Excerpts from a point labeling dataset:
**********

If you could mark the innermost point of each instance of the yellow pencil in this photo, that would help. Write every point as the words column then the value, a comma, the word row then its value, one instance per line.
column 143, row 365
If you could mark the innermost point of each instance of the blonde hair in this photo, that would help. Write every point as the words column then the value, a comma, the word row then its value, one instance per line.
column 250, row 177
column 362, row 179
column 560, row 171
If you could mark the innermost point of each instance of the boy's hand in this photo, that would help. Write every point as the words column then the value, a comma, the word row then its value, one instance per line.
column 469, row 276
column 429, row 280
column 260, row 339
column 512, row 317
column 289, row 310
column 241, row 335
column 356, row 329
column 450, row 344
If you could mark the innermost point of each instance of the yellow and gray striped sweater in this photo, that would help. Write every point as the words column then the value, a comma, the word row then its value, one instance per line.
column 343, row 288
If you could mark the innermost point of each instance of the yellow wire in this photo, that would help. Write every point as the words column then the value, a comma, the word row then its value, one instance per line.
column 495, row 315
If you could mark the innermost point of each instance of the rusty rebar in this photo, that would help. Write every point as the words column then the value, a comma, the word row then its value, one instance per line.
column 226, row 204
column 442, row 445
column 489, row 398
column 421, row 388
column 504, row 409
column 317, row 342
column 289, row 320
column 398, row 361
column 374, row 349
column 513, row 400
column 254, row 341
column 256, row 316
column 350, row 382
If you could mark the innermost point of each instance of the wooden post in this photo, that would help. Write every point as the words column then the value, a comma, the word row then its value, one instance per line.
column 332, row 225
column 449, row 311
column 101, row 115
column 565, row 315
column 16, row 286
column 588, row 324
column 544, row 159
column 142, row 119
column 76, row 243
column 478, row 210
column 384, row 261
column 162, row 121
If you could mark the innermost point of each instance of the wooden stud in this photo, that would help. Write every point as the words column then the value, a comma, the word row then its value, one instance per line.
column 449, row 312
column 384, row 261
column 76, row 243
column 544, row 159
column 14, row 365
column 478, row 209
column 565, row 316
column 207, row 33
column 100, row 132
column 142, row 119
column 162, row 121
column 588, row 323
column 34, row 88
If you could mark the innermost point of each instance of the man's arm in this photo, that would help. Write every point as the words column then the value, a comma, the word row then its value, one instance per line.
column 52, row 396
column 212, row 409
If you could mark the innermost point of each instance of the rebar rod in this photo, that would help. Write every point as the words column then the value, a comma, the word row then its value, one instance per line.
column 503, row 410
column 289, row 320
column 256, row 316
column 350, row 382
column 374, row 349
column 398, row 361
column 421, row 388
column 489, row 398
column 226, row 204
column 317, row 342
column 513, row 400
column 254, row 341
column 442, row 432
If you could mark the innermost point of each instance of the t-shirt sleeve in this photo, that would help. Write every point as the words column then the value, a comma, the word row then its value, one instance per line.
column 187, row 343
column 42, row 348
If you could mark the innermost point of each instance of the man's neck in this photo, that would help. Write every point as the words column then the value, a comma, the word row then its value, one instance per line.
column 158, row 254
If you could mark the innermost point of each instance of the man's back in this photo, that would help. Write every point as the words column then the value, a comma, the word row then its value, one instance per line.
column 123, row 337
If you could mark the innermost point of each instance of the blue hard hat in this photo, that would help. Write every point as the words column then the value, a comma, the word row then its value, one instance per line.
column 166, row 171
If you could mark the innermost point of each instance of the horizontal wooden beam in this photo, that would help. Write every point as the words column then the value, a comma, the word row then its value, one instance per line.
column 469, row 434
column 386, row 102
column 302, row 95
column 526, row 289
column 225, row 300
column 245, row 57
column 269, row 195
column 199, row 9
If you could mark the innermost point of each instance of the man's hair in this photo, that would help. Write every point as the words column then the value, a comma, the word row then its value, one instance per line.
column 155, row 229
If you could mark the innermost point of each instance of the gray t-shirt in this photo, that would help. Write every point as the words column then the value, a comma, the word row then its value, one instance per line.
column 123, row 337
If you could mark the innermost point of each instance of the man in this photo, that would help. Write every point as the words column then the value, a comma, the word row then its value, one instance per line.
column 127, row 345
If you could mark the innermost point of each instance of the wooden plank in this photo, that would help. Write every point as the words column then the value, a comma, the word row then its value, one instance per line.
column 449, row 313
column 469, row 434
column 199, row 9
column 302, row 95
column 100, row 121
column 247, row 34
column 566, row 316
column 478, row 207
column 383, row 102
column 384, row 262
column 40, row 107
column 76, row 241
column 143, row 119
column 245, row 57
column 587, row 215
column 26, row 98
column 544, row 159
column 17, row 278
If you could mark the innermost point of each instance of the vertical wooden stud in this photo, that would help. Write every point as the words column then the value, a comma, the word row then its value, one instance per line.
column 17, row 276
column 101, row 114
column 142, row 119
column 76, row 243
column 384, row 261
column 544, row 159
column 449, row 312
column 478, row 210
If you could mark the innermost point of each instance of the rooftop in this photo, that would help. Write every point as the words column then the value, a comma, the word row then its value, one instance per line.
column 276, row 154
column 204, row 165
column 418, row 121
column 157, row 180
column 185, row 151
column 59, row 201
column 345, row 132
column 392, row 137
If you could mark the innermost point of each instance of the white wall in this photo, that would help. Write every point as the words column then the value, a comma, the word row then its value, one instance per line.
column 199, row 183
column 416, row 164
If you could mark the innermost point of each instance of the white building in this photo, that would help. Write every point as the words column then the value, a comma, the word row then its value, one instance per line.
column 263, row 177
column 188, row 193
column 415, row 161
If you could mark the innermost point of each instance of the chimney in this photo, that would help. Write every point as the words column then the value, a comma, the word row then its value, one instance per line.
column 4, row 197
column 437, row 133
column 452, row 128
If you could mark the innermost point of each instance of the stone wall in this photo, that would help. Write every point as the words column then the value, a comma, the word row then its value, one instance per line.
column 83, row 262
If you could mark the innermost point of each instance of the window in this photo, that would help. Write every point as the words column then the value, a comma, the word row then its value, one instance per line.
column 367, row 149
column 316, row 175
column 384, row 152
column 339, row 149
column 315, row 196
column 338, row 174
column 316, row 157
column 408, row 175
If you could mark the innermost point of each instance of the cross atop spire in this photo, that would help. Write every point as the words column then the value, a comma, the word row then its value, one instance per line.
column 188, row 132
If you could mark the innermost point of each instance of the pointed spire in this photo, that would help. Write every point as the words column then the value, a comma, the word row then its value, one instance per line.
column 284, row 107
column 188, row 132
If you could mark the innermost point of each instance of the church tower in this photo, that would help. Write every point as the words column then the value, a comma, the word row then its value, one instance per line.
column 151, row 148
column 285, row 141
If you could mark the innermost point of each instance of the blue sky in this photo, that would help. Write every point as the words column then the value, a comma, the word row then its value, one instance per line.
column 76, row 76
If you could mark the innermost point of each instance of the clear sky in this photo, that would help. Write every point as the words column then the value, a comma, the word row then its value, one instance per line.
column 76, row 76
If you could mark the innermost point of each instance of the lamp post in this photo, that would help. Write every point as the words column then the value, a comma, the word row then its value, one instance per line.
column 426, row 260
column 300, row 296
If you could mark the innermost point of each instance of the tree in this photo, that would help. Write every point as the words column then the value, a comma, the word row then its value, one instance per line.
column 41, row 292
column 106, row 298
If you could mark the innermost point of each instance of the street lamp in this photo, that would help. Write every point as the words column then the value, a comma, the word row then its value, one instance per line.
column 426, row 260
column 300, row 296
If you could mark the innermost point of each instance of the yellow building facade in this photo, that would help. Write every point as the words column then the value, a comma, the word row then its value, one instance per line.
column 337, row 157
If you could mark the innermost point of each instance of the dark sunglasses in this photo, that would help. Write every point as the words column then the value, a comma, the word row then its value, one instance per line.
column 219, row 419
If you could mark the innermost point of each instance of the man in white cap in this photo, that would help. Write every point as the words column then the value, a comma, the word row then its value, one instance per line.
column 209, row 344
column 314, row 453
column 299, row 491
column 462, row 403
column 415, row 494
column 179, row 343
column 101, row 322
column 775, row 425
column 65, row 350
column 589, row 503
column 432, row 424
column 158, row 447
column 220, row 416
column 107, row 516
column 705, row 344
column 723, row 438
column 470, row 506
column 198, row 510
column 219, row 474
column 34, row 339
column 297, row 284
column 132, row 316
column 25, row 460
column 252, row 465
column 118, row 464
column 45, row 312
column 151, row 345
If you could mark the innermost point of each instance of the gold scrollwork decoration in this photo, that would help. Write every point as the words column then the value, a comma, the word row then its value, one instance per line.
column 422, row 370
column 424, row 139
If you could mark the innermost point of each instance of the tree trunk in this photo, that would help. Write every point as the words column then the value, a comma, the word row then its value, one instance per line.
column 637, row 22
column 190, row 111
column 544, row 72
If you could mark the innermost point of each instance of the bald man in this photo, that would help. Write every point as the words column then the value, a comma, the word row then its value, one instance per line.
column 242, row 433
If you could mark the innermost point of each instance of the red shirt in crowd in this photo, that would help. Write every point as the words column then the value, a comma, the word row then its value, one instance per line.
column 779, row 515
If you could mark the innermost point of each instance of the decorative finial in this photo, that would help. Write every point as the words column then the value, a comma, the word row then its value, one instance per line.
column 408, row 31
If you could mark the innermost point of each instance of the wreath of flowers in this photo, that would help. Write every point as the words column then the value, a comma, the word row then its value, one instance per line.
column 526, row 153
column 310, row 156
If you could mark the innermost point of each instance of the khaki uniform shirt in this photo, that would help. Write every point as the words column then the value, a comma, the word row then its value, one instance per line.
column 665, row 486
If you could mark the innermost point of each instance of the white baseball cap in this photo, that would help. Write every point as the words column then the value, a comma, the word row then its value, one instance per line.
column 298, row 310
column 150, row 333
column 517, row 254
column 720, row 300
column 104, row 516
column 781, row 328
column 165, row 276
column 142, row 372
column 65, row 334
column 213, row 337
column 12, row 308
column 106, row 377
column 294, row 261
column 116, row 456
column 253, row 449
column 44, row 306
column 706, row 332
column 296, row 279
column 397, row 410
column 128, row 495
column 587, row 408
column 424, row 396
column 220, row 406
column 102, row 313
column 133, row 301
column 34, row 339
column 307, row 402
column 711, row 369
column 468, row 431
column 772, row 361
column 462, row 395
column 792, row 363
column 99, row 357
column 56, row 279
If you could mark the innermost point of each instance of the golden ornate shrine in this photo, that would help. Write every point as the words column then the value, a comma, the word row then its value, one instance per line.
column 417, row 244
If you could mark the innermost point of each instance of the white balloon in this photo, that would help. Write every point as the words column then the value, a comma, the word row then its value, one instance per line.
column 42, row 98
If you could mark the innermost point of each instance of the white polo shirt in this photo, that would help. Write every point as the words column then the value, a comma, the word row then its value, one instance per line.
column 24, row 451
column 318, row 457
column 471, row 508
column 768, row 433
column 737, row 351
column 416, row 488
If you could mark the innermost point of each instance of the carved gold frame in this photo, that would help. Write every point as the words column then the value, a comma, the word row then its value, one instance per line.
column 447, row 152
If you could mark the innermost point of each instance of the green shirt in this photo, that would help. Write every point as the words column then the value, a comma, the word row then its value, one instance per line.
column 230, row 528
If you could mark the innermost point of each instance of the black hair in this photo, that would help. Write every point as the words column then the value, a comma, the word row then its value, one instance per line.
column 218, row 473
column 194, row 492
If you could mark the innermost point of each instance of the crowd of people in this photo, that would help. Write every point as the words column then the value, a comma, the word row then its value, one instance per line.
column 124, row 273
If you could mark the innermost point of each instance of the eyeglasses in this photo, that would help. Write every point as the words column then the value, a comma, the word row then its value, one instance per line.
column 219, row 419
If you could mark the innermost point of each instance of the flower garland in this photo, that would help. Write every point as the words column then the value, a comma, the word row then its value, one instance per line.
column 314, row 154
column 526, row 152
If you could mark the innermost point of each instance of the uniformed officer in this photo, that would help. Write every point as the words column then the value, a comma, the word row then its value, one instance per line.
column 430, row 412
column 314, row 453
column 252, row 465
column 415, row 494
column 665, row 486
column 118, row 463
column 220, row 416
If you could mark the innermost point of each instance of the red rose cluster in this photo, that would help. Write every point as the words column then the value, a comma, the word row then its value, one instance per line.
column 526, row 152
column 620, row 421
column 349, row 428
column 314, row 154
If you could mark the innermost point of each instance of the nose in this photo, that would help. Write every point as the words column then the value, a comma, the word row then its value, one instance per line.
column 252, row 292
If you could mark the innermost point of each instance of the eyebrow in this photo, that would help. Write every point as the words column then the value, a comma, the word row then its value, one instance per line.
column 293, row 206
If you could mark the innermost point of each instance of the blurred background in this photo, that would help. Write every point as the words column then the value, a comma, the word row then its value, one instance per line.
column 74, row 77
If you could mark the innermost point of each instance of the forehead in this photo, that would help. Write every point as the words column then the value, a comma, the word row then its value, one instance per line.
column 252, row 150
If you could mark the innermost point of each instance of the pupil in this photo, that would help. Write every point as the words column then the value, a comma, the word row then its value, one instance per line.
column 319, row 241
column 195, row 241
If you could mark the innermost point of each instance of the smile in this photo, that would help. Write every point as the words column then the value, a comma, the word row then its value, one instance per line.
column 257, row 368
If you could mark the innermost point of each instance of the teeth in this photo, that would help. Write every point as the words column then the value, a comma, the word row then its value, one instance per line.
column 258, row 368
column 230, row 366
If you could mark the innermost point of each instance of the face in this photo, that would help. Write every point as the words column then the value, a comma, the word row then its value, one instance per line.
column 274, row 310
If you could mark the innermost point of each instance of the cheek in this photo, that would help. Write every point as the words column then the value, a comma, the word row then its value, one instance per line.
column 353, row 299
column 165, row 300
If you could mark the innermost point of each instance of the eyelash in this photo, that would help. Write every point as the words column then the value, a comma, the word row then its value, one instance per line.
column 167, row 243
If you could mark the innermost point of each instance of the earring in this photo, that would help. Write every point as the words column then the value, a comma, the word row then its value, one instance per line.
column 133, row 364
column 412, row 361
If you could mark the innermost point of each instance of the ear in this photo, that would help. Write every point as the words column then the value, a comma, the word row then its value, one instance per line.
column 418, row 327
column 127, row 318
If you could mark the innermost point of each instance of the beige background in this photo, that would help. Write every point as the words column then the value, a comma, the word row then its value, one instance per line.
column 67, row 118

**********

### GIVEN REQUEST
Copy out the material word for word, starting at its very first line and ending at the line that contains "column 143, row 365".

### ANSWER
If you could mark the innermost point of each instance of the yellow pencil in this photo, that would help. Write every point as the words column then the value, a comma, the word row then its value, one instance per line.
column 143, row 365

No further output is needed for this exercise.